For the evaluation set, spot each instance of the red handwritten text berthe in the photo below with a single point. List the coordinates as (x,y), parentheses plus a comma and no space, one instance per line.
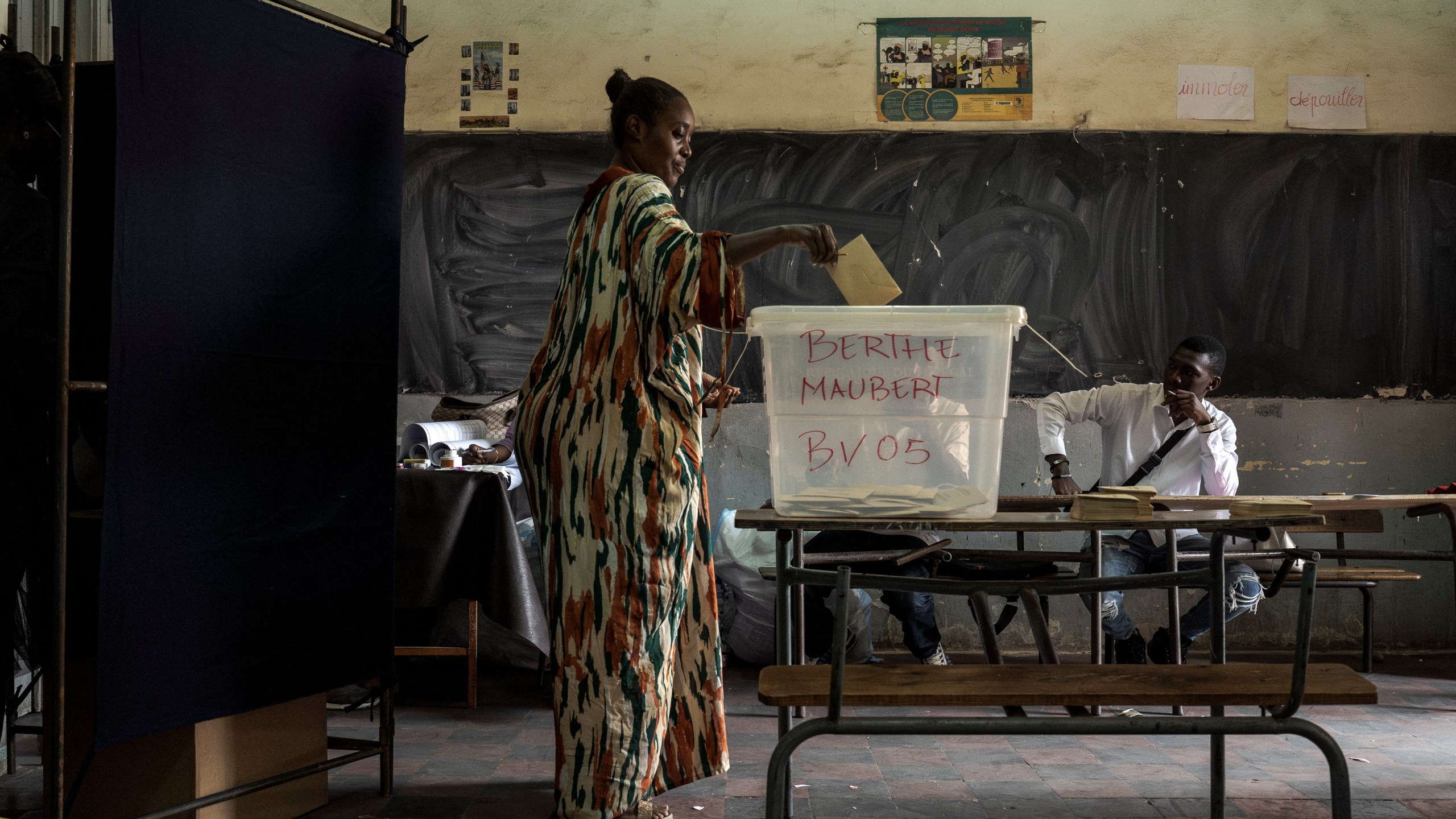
(820,348)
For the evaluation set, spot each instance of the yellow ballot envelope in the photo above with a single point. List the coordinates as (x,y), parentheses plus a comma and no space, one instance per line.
(861,276)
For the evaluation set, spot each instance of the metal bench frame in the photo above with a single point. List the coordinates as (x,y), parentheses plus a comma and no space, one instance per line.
(1282,721)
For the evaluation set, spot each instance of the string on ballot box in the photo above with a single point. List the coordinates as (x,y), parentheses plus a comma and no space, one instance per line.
(1054,350)
(726,379)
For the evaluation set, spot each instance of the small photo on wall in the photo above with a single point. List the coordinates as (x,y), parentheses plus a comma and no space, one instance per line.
(944,68)
(892,50)
(487,65)
(919,50)
(485,121)
(918,75)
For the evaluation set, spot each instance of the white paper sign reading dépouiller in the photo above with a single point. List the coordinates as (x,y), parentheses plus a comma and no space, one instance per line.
(1325,102)
(1215,92)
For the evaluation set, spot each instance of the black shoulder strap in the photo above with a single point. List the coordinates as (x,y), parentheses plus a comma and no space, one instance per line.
(1155,458)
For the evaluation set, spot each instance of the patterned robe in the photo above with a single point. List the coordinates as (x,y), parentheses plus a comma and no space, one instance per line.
(610,445)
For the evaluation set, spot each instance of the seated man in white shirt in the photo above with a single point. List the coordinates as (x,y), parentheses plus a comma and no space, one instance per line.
(1136,421)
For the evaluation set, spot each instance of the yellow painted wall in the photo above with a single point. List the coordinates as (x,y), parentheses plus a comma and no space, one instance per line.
(809,65)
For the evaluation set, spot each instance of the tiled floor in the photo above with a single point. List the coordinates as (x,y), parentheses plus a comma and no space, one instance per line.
(497,763)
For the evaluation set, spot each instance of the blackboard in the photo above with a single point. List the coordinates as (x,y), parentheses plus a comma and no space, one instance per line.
(1325,263)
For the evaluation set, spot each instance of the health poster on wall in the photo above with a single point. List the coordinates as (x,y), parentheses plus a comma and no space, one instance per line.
(487,65)
(942,69)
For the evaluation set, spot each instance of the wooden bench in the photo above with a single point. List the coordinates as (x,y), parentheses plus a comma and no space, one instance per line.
(1264,685)
(1280,688)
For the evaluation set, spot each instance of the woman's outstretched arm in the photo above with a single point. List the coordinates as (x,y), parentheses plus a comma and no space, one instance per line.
(817,239)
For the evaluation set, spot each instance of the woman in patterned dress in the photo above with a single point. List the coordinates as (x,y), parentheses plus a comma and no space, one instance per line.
(609,439)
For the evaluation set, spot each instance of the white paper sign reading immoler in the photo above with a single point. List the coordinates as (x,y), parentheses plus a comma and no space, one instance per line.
(1325,102)
(1215,92)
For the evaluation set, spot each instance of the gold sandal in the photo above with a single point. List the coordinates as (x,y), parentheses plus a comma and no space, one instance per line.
(646,809)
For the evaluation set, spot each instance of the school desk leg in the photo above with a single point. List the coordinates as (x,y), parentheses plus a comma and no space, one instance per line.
(799,613)
(1097,608)
(1174,608)
(783,637)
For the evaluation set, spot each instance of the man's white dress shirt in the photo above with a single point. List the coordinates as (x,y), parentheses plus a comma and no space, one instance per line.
(1135,423)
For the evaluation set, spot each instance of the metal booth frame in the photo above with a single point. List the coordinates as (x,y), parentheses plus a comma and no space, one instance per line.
(53,672)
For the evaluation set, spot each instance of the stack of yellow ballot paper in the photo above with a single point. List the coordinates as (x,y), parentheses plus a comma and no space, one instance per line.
(1108,506)
(882,500)
(1269,507)
(1143,494)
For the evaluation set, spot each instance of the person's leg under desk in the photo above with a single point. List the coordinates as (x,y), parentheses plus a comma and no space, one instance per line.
(1120,559)
(1242,582)
(913,610)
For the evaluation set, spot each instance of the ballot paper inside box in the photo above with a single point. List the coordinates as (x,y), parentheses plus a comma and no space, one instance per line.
(878,411)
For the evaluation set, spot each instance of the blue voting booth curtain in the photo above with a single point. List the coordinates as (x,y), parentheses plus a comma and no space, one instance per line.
(248,530)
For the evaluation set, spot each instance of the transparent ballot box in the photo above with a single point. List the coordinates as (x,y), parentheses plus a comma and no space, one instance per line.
(886,411)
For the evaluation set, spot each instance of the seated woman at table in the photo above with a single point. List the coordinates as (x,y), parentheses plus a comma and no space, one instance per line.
(503,455)
(913,610)
(1138,420)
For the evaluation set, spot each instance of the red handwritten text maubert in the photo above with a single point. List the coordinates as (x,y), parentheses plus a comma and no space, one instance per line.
(874,388)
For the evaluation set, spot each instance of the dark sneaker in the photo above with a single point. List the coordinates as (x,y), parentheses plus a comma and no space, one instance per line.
(1160,651)
(937,657)
(1132,652)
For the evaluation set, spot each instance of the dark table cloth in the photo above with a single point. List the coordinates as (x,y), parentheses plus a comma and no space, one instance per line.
(455,538)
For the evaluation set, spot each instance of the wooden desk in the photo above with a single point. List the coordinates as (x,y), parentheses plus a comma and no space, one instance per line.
(789,624)
(1343,515)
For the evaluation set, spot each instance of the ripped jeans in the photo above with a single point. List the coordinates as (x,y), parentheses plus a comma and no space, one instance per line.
(1139,556)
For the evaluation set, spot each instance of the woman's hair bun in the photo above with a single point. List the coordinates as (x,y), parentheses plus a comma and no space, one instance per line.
(617,82)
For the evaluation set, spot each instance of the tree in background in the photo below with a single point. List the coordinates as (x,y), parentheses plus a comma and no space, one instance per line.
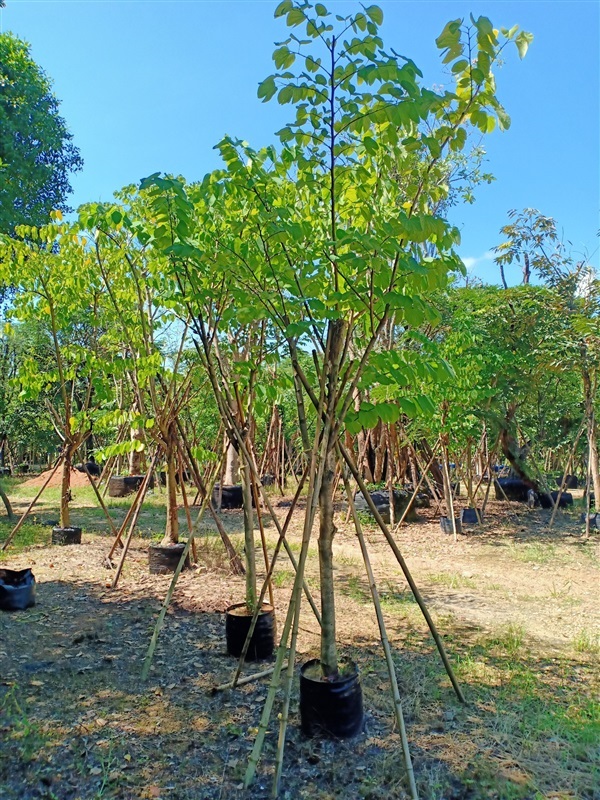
(37,155)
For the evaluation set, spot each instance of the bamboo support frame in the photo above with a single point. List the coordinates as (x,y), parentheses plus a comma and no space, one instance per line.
(27,511)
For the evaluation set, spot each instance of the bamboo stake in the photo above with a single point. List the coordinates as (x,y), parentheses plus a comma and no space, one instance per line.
(163,611)
(403,565)
(315,478)
(100,500)
(448,491)
(268,581)
(256,676)
(564,479)
(139,502)
(385,643)
(188,516)
(416,490)
(17,527)
(131,510)
(588,483)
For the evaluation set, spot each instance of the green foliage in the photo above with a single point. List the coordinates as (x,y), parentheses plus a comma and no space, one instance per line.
(36,150)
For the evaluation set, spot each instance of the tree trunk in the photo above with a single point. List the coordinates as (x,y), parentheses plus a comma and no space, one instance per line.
(249,538)
(515,454)
(172,529)
(232,467)
(326,533)
(6,502)
(65,486)
(592,433)
(137,458)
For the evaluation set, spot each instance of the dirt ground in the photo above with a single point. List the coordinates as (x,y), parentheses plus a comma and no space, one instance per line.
(516,604)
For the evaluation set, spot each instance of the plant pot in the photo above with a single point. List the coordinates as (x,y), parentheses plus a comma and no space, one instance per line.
(68,535)
(232,497)
(237,625)
(446,525)
(123,485)
(17,589)
(469,515)
(594,519)
(330,707)
(163,560)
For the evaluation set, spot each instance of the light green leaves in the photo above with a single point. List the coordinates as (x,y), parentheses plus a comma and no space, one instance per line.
(375,14)
(267,89)
(523,41)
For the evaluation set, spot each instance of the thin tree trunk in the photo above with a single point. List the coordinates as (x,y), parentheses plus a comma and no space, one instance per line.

^^^^^^^^^^^^^^^^

Copy the material above in full and exactly, skipping pictures.

For the evaluation set, spot each instance of the red handwritten text berthe in the photo below with a single point. List the coordinates as (x,y), parentheses plus a comma and no space, one instance per line.
(820,348)
For the evaluation set, spot each instance of the yellow ballot envelope in the photo above with a single point. List the coordinates as (x,y), parentheses plus a comma and no space, one instance per line.
(861,276)
For the evaluation set, spot each instance of the metal bench frame in the photo above with a single point. List the coordinates as (x,y), parentheses plus a comma and no space, one instance per line.
(1282,721)
For the evaluation set, spot each instance of the string on ballot box in the photo above with a single point. List the coordinates as (x,y), parentheses plus a comma and no space, one instance per line.
(1054,350)
(726,379)
For the evaluation set, spot each instance of the small photo on wall in the photo above with a single point. List the coordinates as (x,y), parentheses plus a comma and no space, one instance per line.
(944,68)
(892,50)
(487,65)
(919,50)
(485,121)
(918,75)
For the evaluation set, spot each instance of the white paper sign reading dépouiller in the photo above with a single point. List the coordinates as (x,y), parentheses plus a comma and no space, one instance per line.
(1325,102)
(1215,92)
For the evaluation set, spot each instance of the black shoulder strap in the photo above with a single point. List the coordinates as (x,y), parentheses plus a comma and no space, one instance per line.
(1155,458)
For the evaluation set, spot each instance of the patterned robe in the photo above with a single point. List the coordinates as (x,y), parentheses plus a comma and no space, one instance per line.
(610,445)
For the evaluation set, spot each instance of the seated man in white shirt in the photo above with a single point. List the coordinates as (x,y), parentheses plus a comma and no space, one instance per line.
(1136,421)
For the evaluation set, spot each instance of the yellow painted wall in the photo above with a single point. List the coordinates as (x,y), parentheses plus a comma and no space, one instance per line.
(809,65)
For the evaluation set, spot each instance of the tiled floor in the photo above with a single point. List the coordinates as (x,y), parentheses plus a comma and no space, one instance per line.
(497,763)
For the evaluation set, spot each instance of the blackboard in the photo above with a single point. List the coordinates as (x,y), parentheses plus a comma and no space, one instance per line.
(1325,263)
For the evaluation set, spot each instance of the health poster on wall in the photo above with a single point. List the coordinates as (x,y), parentheses plus a comma and no space, one instance per line.
(487,65)
(942,69)
For the evaluation set, spot each instance of the wooden bench in the photo above with a single point. List the coordinates as (x,y), parentheses plus a comma and no space, one instance per line.
(1264,685)
(1280,688)
For the evaluation set, spot each instance of the woman's outstretched arm in the photo above with a single point. List the coordinates as (x,y), parentheses plus a comma and no space, one instance per line.
(817,239)
For the evaluation set, spot each instance of the woman in patterned dress in the photo above with a single point. List the coordinates as (x,y), parentheses plus a comma and no space, one instance per line.
(609,439)
For the evaluation set, spot each instance of the white paper sign reading immoler in the photo above with a single point. List the coordinates as (x,y), parentheses plus a comma and no space, one instance per line.
(1325,102)
(1215,92)
For the evaluation set, spot each instance of the gold sandal in the photo above with a single point. List the coordinates as (x,y), parentheses plus a comma and no space, one instance per line.
(646,809)
For the evaluation set, spot each instance of the school desk leg in the photo above with a single point. List the coordinates as (x,y), parentheses plus a comma and no space, one instance per line.
(799,613)
(1097,608)
(1174,608)
(783,637)
For the evaluation set, spot each instance of the man's white dress shirt in the photo above with a single point. List the coordinates as (x,y), parentheses plus a comma and no space, one instance per line.
(1135,423)
For the evaluation set, spot each instance of the metal booth frame in the photo above with a single point. List the coordinates as (x,y), parentheses plus a comma and no space, one instance per line.
(53,672)
For the evaluation set, spot each instance of the stack of yellow ballot paper in the photo above with a single point. List the coordinates as (x,y), parentheses plus a comma and no space, one instance per line.
(1108,506)
(882,500)
(1269,507)
(1143,494)
For the evaluation set, spot each instance of the person's leg under desk in the photo above with a single point. List the coordinates as (x,y), parentheses plus a comma and no space, one instance per line.
(1120,559)
(1242,582)
(913,610)
For the evaluation set, spot each instance of the ballot paper inside box in the photo above with a single point. List the coordinates as (x,y), parentheses plus a comma and no space, one instance per line.
(878,411)
For the evaluation set, spot each instance of the blue voting booth curtain in the photo above with a single point. List the coordinates as (x,y), parentheses plus a comma and no space, one instance per line.
(248,530)
For the evaluation set, spot each instance of the transparent ballot box in the photo above with a single point. List the coordinates as (x,y), parentheses plus a comma and no space, one instance per line.
(886,411)
For the evaluation set, spot each instance of the seated woman at table in the photo above with a single point. List the coordinates as (x,y), parentheses plus a comma and no space, one instance per line.
(503,455)
(913,610)
(1138,420)
For the evaluation set, spot each instance of the red handwritten text maubert in the photo above with a single point. List the coordinates as (x,y), parentheses plus a comma and no space, one instance per line.
(874,388)
For the evaluation set, spot each instance of the dark sneaker in the photo above with a single point. List the coordinates as (x,y), parentheses plus a comma and no space, one instance per line.
(1160,651)
(937,657)
(1132,652)
For the evaluation set, spot each instance of the dark table cloth in the photo above with a single point. List the coordinates as (x,y), parentheses plus a comma and no space, one instance per line.
(455,538)
For the evaluation set, spot each instance of the wooden desk in the photo above with a single point. List the coordinates as (x,y), parentheses plus a comma and no space, one instance per line.
(789,624)
(1343,515)
For the evaluation set, spot each instance of the ripped jeans in the photo above with a single point. List the coordinates as (x,y), parentheses plus a comma and no space, one instance per line.
(1139,556)
For the evaluation set, spot each instance of the woman's hair bun in the photo above with a single point. List the coordinates as (x,y), parentheses plus a comma and no space, one instance per line.
(617,82)
For the evaluation set, spot each instance of the tree in background in the photo below with a single point. List the coordinates as (x,y), parentheses plus a comma and no space, one instance per line.
(37,155)
For the evaluation set, spot each instance of the bamboo support frame in the photo above with a single point. List the coordinates as (x,y), parentheses plus a comma and no space, one instance per line.
(27,511)
For the evaluation set, spot each instance of the bamboo stake in the photo above with a single point. List the coordinates as (x,y), parentheses plus a comma and no space, one instance per line.
(163,611)
(403,565)
(315,478)
(100,500)
(448,491)
(268,581)
(256,676)
(564,479)
(139,502)
(385,643)
(188,516)
(416,490)
(17,527)
(131,510)
(588,483)
For the evaluation set, spot each instance of the green foliage in the photo above with a single point. List the coordinates as (x,y), parentheses plus a comma and no space, one instance per line.
(36,150)
For the evaluation set, spot each instance of the tree trunk in the photo above with a single point. List the coordinates as (x,y), parentheses plus a comma and no space, one instance per line.
(249,538)
(515,454)
(172,529)
(232,467)
(326,533)
(6,502)
(65,486)
(592,433)
(137,458)
For the evaluation set, spot each instance of the dirt ground in the photo above with a single point. List the coordinates as (x,y), parentheses plus a comma and no space, one instance per line.
(516,604)
For the evaluation set, spot each instance of the plant pot in the photo above with a single point. List the coordinates as (x,y), parentheses plus a comma and no space, one instance per line.
(68,535)
(232,497)
(237,625)
(446,525)
(123,485)
(17,589)
(469,515)
(594,519)
(330,707)
(163,560)
For the evaluation set, spot each instance of the light green leaves in the photo above with a single point. List the coordinates as (x,y), parentheses plus a comma and no space, one instance per line.
(375,14)
(267,89)
(523,41)
For the evaluation set, spot each instance of the thin tree trunk in the photo above with a single point. List the coordinates as (x,y), parentheses plus a comma and no space, one instance per line.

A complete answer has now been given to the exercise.